TASK: Scan the material for the word "below" and return every matching line.

━━━━━━━━

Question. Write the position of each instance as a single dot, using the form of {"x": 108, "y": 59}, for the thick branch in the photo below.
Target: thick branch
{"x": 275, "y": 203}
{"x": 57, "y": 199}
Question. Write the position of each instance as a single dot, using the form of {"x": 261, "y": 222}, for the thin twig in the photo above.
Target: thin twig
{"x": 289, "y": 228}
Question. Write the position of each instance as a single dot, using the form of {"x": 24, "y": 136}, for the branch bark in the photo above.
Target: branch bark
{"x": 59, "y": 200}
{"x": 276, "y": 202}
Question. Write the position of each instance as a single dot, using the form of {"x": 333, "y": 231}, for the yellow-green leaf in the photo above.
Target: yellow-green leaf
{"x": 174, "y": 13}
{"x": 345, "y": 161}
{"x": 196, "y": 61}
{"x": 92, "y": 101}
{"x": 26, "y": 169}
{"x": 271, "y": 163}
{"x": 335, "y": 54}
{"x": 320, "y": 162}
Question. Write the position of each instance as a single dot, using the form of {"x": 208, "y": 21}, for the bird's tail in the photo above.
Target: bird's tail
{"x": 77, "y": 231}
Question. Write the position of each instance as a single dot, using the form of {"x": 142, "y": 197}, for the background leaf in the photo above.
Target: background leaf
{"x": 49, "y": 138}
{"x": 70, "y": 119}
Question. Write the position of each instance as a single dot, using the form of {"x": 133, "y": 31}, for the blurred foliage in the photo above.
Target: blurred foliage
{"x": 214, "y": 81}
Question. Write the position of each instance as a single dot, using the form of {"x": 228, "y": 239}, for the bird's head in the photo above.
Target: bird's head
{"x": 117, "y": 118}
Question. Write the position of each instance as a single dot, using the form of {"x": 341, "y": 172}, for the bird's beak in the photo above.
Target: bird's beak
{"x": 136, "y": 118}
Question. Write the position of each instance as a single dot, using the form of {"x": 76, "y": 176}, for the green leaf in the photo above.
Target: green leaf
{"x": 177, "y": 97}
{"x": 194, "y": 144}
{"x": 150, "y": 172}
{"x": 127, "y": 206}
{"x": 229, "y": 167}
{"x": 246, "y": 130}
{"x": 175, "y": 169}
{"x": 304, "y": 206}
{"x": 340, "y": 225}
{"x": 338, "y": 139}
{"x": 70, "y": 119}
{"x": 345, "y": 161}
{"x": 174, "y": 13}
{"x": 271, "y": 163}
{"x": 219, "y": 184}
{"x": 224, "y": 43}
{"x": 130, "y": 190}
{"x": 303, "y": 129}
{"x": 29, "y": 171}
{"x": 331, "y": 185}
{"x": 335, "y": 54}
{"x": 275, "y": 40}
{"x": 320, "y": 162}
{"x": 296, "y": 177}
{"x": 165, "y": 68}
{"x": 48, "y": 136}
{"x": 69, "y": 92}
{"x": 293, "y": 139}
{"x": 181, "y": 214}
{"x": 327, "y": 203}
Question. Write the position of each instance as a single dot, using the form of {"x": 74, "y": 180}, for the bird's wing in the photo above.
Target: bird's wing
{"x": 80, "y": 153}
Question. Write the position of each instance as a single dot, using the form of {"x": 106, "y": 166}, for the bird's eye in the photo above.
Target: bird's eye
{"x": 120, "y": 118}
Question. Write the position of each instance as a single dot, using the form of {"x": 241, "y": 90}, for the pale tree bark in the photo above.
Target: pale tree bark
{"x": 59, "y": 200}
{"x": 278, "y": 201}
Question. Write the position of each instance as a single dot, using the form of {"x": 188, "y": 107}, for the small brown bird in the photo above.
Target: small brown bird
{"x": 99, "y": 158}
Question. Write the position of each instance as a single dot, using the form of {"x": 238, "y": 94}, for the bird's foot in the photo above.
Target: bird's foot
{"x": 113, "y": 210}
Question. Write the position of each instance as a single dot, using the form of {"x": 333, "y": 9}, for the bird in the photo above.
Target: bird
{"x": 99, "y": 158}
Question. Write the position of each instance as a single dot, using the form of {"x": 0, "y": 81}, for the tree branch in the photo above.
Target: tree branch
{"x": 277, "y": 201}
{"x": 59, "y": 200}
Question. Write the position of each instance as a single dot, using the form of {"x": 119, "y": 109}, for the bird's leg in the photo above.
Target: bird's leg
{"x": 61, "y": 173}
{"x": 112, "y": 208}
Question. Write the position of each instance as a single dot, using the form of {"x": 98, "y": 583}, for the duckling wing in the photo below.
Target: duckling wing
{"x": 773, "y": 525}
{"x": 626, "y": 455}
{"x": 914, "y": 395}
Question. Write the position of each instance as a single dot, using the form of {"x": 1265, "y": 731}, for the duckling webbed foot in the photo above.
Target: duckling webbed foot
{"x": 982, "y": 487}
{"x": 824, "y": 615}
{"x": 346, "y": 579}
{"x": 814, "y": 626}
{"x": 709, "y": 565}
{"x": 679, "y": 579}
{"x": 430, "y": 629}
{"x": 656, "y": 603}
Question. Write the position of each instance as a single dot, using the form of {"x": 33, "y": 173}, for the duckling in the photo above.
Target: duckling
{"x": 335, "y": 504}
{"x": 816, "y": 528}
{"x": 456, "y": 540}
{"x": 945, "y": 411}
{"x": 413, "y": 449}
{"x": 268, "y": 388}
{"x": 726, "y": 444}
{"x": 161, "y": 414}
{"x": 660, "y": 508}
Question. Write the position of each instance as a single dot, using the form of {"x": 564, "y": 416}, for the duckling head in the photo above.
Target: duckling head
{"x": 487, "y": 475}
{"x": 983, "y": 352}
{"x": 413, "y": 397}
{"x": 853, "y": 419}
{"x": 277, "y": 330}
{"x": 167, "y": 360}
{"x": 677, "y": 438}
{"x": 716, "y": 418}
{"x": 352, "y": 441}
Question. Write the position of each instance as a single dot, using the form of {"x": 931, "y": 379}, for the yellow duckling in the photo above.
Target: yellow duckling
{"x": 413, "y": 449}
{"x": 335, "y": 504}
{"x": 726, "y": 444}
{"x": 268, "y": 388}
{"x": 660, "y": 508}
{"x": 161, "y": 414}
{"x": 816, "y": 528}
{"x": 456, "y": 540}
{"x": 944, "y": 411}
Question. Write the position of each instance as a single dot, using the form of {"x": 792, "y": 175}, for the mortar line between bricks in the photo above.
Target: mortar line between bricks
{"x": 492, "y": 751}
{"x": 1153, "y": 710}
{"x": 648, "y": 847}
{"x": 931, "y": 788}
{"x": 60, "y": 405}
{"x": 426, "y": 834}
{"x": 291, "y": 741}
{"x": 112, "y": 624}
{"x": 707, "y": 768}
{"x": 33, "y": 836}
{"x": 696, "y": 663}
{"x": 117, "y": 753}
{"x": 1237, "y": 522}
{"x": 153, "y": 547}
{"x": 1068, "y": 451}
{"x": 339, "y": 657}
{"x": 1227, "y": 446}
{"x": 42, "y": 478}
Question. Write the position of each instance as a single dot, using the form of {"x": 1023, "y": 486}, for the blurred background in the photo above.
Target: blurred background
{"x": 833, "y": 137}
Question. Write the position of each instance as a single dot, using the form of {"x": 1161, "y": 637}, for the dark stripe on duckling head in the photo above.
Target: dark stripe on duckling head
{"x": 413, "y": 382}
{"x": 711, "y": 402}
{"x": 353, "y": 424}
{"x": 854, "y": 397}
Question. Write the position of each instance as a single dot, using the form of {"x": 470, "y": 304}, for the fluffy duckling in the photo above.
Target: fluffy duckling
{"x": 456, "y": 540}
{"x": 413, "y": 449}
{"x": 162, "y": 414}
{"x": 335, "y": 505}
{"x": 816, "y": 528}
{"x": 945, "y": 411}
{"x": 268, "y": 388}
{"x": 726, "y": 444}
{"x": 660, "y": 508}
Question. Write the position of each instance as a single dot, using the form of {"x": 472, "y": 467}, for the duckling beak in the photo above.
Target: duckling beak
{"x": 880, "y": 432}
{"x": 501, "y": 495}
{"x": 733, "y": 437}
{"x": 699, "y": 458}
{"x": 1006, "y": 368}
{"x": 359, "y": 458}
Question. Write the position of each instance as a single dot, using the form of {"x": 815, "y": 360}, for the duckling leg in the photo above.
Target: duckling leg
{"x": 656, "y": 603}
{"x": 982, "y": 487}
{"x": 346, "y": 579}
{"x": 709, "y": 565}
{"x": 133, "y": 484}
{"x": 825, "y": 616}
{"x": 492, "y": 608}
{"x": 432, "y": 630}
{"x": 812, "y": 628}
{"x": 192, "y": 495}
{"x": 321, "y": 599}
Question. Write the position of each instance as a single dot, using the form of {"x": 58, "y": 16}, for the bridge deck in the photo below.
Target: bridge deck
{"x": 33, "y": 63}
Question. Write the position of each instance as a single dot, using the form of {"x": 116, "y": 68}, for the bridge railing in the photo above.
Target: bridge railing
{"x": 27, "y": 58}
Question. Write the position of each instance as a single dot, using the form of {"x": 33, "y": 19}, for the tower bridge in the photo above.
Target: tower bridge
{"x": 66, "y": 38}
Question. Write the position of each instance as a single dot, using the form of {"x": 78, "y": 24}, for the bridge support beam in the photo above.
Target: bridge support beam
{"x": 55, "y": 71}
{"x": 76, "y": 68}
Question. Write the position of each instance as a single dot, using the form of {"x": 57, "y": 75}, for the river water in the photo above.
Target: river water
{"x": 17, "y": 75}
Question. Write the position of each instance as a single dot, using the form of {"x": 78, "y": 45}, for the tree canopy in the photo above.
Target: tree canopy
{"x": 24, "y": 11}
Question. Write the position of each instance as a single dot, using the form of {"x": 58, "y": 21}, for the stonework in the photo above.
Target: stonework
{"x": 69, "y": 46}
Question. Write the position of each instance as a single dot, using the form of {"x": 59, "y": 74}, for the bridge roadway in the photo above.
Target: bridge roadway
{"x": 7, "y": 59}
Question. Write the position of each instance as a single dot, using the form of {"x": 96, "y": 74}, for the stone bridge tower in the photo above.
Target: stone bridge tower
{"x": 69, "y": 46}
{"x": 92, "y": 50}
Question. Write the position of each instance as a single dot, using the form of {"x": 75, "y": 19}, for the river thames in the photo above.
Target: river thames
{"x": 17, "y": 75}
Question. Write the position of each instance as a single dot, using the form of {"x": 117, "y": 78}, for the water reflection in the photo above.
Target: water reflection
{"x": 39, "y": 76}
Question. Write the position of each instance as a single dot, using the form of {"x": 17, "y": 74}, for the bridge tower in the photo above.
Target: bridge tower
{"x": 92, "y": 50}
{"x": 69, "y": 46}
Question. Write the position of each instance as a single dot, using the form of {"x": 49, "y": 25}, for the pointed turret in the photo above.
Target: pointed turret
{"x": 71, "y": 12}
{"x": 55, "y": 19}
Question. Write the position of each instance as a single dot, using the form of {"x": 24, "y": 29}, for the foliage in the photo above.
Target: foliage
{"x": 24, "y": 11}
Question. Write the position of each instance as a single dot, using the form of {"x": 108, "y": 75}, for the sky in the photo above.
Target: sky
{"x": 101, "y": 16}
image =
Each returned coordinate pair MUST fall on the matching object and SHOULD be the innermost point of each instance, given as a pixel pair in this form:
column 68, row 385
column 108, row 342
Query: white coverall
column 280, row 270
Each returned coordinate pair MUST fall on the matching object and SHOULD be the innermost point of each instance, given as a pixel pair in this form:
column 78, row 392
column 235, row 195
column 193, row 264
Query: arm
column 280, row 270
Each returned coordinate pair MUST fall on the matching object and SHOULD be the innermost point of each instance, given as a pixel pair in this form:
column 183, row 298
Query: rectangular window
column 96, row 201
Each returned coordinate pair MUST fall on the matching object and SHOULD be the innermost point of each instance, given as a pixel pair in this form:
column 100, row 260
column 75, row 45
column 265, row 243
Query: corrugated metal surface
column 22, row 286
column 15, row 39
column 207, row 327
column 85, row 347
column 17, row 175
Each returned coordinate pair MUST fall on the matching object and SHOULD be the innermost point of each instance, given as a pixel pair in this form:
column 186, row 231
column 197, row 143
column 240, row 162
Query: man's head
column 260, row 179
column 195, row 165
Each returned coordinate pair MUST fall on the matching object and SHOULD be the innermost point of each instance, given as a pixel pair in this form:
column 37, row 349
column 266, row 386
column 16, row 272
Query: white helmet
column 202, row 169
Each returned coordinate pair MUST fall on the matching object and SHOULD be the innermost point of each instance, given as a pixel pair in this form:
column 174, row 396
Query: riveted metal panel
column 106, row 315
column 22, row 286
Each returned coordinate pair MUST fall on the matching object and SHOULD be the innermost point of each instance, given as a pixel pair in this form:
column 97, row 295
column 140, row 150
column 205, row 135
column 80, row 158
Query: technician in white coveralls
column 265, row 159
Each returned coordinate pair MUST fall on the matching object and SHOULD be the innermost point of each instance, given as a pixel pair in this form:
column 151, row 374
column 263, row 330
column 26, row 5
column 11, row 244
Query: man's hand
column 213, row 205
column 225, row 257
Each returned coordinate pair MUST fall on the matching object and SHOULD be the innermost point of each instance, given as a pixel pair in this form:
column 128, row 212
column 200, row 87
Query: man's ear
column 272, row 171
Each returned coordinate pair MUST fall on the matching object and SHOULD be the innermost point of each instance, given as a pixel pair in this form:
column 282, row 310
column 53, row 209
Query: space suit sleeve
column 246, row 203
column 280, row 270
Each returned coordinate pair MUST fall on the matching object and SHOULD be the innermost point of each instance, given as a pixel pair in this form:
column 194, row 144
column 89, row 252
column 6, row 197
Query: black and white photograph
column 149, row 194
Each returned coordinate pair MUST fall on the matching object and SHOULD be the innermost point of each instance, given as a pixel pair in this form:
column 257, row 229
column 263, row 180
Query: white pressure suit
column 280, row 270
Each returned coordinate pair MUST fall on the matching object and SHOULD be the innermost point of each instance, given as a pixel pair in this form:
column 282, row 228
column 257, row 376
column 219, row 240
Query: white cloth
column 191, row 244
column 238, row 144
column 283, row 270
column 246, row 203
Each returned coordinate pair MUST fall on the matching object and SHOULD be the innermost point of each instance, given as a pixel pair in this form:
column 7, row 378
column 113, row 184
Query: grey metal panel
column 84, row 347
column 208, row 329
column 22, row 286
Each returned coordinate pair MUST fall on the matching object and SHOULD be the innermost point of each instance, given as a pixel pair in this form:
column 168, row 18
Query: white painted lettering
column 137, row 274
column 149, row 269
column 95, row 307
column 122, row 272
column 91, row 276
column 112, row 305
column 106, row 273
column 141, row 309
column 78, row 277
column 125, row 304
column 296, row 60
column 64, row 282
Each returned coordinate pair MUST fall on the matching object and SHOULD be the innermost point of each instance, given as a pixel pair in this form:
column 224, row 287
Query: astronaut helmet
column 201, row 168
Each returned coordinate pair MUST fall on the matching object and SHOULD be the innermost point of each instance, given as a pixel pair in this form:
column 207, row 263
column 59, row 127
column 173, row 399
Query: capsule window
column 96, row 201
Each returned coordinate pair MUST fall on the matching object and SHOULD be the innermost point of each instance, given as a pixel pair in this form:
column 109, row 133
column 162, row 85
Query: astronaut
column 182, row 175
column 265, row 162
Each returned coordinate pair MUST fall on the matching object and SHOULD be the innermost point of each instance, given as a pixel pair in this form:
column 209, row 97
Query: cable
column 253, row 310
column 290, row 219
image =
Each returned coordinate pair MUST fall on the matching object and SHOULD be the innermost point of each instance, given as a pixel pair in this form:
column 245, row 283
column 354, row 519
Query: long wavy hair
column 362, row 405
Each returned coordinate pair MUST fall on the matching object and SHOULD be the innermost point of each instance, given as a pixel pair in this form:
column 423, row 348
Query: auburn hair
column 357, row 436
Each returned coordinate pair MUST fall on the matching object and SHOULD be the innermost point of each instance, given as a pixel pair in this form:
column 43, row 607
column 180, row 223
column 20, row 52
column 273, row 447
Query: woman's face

━━━━━━━━

ANSWER SPACE:
Question. Write the position of each instance as a single dot, using the form of {"x": 108, "y": 59}, for the thick branch in the photo below.
Question. Write the position of each instance as a single dot, using the form of {"x": 98, "y": 583}, for the duckling wing in the photo below.
Question. Write the position of each instance as a single dot, using the form of {"x": 58, "y": 16}, for the bridge deck in the photo below.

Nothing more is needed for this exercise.